[Nokta etiketleme veri kümesinden alıntılar]
_ _ _
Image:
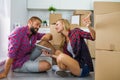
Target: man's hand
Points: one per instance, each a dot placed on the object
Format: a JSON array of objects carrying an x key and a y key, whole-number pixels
[
  {"x": 47, "y": 37},
  {"x": 3, "y": 75}
]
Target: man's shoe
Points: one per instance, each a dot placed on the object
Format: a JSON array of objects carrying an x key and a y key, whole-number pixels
[{"x": 62, "y": 73}]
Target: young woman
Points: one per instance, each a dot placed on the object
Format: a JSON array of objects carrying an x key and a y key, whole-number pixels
[{"x": 75, "y": 56}]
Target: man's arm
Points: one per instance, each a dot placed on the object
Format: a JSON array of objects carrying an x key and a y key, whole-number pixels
[
  {"x": 87, "y": 22},
  {"x": 6, "y": 68},
  {"x": 47, "y": 37},
  {"x": 92, "y": 32}
]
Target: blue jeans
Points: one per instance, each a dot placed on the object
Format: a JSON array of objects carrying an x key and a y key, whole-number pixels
[{"x": 85, "y": 71}]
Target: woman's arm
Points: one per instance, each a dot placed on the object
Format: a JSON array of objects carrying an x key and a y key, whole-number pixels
[
  {"x": 87, "y": 23},
  {"x": 8, "y": 64}
]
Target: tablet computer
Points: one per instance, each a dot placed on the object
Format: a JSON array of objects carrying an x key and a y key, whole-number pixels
[{"x": 40, "y": 47}]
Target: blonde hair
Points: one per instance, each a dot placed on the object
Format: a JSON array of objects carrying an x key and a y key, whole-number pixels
[
  {"x": 33, "y": 18},
  {"x": 66, "y": 27}
]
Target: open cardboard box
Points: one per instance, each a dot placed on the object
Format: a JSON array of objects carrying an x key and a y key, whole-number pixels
[{"x": 107, "y": 28}]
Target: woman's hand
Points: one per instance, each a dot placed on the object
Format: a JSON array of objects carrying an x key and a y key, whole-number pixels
[
  {"x": 3, "y": 75},
  {"x": 46, "y": 53},
  {"x": 47, "y": 37},
  {"x": 86, "y": 21}
]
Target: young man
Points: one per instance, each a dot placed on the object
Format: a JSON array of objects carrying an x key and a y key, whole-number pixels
[{"x": 20, "y": 49}]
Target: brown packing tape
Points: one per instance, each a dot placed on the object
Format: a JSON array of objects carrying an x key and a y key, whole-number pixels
[{"x": 107, "y": 28}]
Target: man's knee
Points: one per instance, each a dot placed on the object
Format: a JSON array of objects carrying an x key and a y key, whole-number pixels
[{"x": 44, "y": 66}]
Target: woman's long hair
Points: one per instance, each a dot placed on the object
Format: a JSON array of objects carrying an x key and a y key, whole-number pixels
[{"x": 67, "y": 27}]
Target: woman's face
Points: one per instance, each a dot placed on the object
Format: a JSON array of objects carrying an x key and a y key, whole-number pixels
[
  {"x": 59, "y": 27},
  {"x": 35, "y": 25}
]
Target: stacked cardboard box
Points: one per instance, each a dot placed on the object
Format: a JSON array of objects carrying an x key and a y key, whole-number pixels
[
  {"x": 107, "y": 44},
  {"x": 57, "y": 37},
  {"x": 54, "y": 17},
  {"x": 82, "y": 14}
]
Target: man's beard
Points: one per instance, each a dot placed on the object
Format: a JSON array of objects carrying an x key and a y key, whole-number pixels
[{"x": 32, "y": 29}]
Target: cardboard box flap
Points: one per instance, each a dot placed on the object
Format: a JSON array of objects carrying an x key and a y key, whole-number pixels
[{"x": 107, "y": 28}]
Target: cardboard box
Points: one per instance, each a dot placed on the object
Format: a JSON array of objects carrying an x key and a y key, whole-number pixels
[
  {"x": 57, "y": 37},
  {"x": 75, "y": 19},
  {"x": 91, "y": 46},
  {"x": 107, "y": 28},
  {"x": 54, "y": 17},
  {"x": 107, "y": 65},
  {"x": 83, "y": 14},
  {"x": 106, "y": 7}
]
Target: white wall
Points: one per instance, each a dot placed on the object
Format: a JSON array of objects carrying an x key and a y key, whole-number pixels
[
  {"x": 4, "y": 26},
  {"x": 44, "y": 14},
  {"x": 19, "y": 13}
]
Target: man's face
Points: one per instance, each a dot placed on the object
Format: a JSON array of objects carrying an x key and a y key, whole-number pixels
[{"x": 35, "y": 25}]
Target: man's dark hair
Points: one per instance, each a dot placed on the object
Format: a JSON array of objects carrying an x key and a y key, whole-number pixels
[{"x": 35, "y": 18}]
_ _ _
--- Kısa alıştırma ---
Yukarıdaki girdilerin hepsinde "whole-number pixels" ifadesini "integer pixels" ile değiştirin ve geri kalan her şeyi olduğu gibi bırakarak girdileri yeniden yazın. Görselleri yanıta eklemeyin.

--- Alıştırmanın çözümü ---
Image:
Target: man's hand
Points: one per instance, each a dot placed on the object
Format: a JSON array of objects carrying an x key and a y key, integer pixels
[
  {"x": 47, "y": 37},
  {"x": 3, "y": 75}
]
Target: man's shoe
Points: one per instance, each a dot placed on the object
Format: a JSON array of objects carrying an x key and a y key, integer pixels
[{"x": 62, "y": 73}]
Target: young woman
Points: one per instance, each a dot placed on the object
Format: a JSON array of objects carrying an x key and a y key, integer pixels
[{"x": 75, "y": 56}]
Target: man's arm
Points: one per instance, each a dot placed on the object
Format: a JSON array of objects carrying an x key and a y key, integer pixels
[
  {"x": 87, "y": 22},
  {"x": 6, "y": 68},
  {"x": 47, "y": 37},
  {"x": 92, "y": 32}
]
Target: blue jeans
Points: one per instance, each a dot placed on the object
Format: a JSON array of objects carrying an x key and a y key, integer pixels
[{"x": 85, "y": 71}]
Target: woman's arm
Points: one per instance, each a dot placed on the object
Format: a JSON array of objects carrying an x key and a y key, integer pixels
[
  {"x": 87, "y": 23},
  {"x": 8, "y": 64}
]
Target: tablet computer
Points: one per instance, each a dot placed on the object
Format: a JSON array of objects carrying an x key and a y key, integer pixels
[{"x": 40, "y": 47}]
Target: blonde hair
Points: one per instance, each a dot placed on the object
Format: a JSON array of objects carrying an x key and a y key, integer pixels
[
  {"x": 33, "y": 18},
  {"x": 66, "y": 27}
]
Target: open cardboard box
Points: one per instance, each a dot placed on the object
Format: a JSON array of objects carrying an x key and a y key, integer pixels
[{"x": 107, "y": 28}]
Target: woman's hand
Points: one per instance, each a dot placed on the object
Format: a JSON array of objects carrying an x key and a y key, integer pixels
[
  {"x": 3, "y": 75},
  {"x": 46, "y": 53},
  {"x": 47, "y": 37},
  {"x": 86, "y": 21}
]
Target: young man
Points: one per instance, each a dot placed on the object
Format: a JSON array of objects carrying an x key and a y key, integer pixels
[{"x": 20, "y": 49}]
Target: brown packing tape
Points: one per instance, each a dot placed on the object
Format: a JSON array of objects carrying an x key and a y key, integer pixels
[{"x": 107, "y": 28}]
Target: man's knee
Points: one per instance, each a dot placed on the object
Format: a JSON array of objects carrying an x key and a y key, integer pixels
[{"x": 44, "y": 66}]
Target: woman's long hair
Points: one per instance, each a dot placed on the object
Format: a JSON array of objects carrying an x key and a y key, integer pixels
[{"x": 67, "y": 27}]
Target: woman's face
Points: one per instance, each a dot placed on the object
Format: a JSON array of objects carrying an x key and a y key, integer pixels
[
  {"x": 59, "y": 27},
  {"x": 35, "y": 25}
]
Target: stacked cardboard box
Points: one per instance, each a dot placed on the object
Format: a JSON array of objects carrying an x key and a y key, integer pixels
[
  {"x": 107, "y": 44},
  {"x": 57, "y": 37},
  {"x": 54, "y": 17},
  {"x": 82, "y": 14}
]
Target: man's beard
Points: one per instance, each a dot placed on the object
Format: a JSON array of objects carrying an x key and a y key, integer pixels
[{"x": 32, "y": 29}]
Target: cardboard box flap
Points: one per instance, each a dot placed on the object
Format: a JSON array of objects carrying an x key and a y key, integer pixels
[{"x": 107, "y": 28}]
Target: cardboard box
Points: one per instance, each a dot placed on the object
Format: a JSON array of objects carrying an x key and a y key, integer pixels
[
  {"x": 57, "y": 37},
  {"x": 75, "y": 19},
  {"x": 91, "y": 46},
  {"x": 107, "y": 28},
  {"x": 54, "y": 17},
  {"x": 107, "y": 65},
  {"x": 83, "y": 14},
  {"x": 106, "y": 7}
]
Target: white wall
Points: one per instance, each a dot placed on the object
Format: a JSON array of objects carrying an x key and a y key, integer pixels
[
  {"x": 4, "y": 26},
  {"x": 44, "y": 14},
  {"x": 19, "y": 13}
]
Target: man's face
Points: one per instance, each a dot placed on the object
Format: a JSON array of objects carrying an x key and a y key, integer pixels
[{"x": 35, "y": 25}]
Target: man's dark hair
Points: one per instance, each a dot placed on the object
Format: a JSON array of objects carrying an x key and a y key, integer pixels
[{"x": 35, "y": 18}]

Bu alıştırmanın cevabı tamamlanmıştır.